───── Provided records

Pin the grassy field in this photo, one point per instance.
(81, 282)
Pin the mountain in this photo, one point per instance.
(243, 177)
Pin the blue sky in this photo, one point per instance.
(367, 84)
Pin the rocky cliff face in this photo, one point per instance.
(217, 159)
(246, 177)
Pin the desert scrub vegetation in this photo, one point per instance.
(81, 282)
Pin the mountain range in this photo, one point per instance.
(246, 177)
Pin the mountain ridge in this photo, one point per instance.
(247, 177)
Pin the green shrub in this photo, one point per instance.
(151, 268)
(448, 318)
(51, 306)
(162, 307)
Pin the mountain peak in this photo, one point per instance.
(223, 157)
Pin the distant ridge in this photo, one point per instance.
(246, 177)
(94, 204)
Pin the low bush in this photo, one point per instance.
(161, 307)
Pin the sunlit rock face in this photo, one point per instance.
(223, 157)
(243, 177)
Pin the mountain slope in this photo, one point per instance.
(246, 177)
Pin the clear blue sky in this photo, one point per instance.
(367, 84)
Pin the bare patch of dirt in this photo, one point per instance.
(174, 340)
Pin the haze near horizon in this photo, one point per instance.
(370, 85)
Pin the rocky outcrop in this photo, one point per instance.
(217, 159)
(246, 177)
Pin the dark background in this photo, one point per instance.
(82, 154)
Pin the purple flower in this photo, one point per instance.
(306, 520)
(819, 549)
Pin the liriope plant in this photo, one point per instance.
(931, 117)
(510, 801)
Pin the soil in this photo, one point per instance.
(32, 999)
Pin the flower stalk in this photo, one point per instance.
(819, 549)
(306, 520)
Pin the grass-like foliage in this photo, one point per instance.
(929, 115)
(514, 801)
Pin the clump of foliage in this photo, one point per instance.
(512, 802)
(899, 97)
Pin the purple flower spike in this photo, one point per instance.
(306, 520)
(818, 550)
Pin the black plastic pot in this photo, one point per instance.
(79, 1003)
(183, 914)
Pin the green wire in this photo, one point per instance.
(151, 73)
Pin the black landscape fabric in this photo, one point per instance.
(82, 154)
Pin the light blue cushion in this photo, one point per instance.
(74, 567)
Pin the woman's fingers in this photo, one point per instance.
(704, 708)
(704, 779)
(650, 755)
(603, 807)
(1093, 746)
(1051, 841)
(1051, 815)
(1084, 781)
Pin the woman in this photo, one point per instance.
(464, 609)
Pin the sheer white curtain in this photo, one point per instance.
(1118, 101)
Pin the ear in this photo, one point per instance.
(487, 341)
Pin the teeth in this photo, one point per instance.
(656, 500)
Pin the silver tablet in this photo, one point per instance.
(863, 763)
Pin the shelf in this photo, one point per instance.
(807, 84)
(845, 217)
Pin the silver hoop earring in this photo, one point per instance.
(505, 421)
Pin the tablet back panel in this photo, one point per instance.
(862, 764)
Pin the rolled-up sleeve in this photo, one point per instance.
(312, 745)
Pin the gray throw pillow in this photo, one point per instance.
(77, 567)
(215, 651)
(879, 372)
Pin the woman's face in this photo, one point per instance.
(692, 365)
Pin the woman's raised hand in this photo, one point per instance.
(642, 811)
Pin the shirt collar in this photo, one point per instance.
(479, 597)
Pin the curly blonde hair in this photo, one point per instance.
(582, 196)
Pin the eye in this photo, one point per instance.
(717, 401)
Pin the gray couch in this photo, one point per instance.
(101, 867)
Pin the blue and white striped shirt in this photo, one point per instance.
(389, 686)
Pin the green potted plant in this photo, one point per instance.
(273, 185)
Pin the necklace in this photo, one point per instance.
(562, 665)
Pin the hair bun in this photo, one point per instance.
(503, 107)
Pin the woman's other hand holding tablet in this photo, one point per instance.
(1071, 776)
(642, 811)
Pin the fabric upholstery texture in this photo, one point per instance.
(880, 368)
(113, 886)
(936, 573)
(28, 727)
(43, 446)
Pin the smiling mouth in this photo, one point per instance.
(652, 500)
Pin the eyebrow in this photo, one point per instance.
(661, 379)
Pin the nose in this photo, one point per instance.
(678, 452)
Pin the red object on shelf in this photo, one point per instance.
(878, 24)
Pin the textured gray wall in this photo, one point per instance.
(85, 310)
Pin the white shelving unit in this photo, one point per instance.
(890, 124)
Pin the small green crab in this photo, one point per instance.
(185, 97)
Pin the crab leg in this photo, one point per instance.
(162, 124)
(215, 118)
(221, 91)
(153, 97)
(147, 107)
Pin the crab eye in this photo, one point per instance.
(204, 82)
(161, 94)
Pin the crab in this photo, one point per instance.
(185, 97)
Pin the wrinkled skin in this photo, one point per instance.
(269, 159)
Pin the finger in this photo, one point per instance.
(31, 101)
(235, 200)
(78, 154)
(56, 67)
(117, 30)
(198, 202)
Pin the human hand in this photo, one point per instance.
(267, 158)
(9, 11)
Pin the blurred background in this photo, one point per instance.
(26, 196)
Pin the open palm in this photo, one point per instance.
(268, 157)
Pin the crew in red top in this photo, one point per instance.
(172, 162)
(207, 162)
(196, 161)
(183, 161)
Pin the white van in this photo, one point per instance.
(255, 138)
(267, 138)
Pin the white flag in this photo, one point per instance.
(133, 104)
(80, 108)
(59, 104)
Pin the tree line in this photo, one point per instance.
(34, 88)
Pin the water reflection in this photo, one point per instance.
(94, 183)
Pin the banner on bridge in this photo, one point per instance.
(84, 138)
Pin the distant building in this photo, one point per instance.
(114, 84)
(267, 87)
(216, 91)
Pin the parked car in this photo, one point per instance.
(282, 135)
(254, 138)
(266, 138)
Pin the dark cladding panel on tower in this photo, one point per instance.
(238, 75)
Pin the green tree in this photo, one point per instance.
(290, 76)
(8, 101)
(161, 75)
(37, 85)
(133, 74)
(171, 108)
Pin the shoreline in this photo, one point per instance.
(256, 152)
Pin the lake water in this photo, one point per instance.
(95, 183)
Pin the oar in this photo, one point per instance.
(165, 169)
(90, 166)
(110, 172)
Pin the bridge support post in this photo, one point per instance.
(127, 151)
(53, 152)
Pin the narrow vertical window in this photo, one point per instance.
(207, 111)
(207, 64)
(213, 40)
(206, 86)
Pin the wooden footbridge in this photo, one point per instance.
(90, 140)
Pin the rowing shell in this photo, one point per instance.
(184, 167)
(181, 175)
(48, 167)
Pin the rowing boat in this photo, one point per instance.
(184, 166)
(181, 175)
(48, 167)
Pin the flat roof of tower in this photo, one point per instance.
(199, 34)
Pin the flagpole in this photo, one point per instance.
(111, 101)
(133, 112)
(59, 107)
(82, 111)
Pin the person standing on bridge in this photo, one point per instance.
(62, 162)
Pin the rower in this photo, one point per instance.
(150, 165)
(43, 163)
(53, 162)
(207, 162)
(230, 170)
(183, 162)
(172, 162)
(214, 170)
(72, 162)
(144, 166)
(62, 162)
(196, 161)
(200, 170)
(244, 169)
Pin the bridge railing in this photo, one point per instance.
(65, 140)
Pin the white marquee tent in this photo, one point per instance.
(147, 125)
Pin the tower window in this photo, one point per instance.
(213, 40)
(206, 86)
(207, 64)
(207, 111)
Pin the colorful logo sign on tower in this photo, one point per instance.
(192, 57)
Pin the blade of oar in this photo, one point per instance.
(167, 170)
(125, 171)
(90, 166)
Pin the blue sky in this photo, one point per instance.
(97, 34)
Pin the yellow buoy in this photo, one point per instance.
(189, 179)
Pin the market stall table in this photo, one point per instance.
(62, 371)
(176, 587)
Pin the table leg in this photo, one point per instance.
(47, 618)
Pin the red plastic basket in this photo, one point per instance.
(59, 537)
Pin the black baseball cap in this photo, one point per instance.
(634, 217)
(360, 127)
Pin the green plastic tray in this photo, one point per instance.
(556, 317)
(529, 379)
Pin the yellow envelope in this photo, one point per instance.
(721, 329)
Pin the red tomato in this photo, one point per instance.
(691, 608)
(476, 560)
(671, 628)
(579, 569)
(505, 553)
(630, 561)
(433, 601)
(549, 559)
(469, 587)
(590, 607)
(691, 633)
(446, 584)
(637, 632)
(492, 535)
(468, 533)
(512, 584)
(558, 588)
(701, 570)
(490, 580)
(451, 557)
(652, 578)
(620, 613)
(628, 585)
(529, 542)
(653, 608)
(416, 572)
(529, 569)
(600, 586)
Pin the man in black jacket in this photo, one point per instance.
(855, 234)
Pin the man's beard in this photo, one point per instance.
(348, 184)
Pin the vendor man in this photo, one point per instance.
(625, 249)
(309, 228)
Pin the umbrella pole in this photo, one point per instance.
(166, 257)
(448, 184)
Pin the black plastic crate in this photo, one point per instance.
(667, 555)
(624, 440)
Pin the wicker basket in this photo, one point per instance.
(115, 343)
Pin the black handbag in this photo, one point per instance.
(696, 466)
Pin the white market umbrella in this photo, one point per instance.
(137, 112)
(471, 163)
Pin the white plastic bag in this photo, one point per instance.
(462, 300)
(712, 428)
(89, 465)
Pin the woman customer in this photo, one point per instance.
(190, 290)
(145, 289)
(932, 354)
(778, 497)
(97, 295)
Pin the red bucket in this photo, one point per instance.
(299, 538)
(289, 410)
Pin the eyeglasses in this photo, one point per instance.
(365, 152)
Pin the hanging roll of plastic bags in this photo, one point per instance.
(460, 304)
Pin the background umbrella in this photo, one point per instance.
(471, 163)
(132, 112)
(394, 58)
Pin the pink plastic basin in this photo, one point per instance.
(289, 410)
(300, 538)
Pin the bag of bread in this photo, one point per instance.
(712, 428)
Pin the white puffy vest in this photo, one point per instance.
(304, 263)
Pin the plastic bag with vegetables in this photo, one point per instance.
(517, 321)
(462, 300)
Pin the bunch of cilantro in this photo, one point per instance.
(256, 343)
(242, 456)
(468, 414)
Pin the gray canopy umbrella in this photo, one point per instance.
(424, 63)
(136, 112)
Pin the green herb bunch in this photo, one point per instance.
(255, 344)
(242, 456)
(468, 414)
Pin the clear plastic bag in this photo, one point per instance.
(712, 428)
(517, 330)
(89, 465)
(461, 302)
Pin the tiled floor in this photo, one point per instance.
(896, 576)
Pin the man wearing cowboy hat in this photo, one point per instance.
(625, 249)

──────────

### Written exercise
Copy out the lines starting at the one containing "Pin the white market" and ending with the last line of the entries. Include nothing else.

### Solved exercise
Pin the white market umbrella in this photo, one point per instance.
(137, 112)
(471, 163)
Pin the white plastic bag in this photo, one point per instance.
(462, 300)
(712, 428)
(89, 465)
Pin the woman customer in this photo, one point per instance.
(190, 290)
(145, 289)
(932, 354)
(778, 497)
(97, 295)
Pin the red bucket in this photo, one point per instance.
(299, 538)
(289, 410)
Pin the eyeglasses in this photo, one point per instance.
(365, 152)
Pin the hanging roll of plastic bags in this photo, one point per instance.
(460, 304)
Pin the background umbrella in this photo, one point per instance.
(471, 163)
(132, 112)
(394, 58)
Pin the pink plastic basin in this photo, one point per instance.
(289, 410)
(300, 538)
Pin the bag of bread in this photo, one point per instance.
(712, 428)
Pin the white puffy vest in this photo, one point per instance.
(304, 263)
Pin the plastic bag with vegetables in this photo, one point per instance.
(517, 321)
(462, 300)
Pin the bunch of cilantro in this photo, one point per instance.
(256, 343)
(242, 456)
(468, 414)
Pin the gray canopy umbrella in this photo, one point per instance.
(424, 63)
(136, 112)
Pin the green herb bunch in this photo, one point per instance.
(255, 344)
(242, 456)
(468, 414)
Pin the clear plastic bag in this photo, one point per instance.
(712, 428)
(517, 330)
(89, 465)
(461, 302)
Pin the tiled floor in this photo, one point per instance.
(896, 576)
Pin the man wearing cowboy hat in this photo, one point per instance.
(625, 249)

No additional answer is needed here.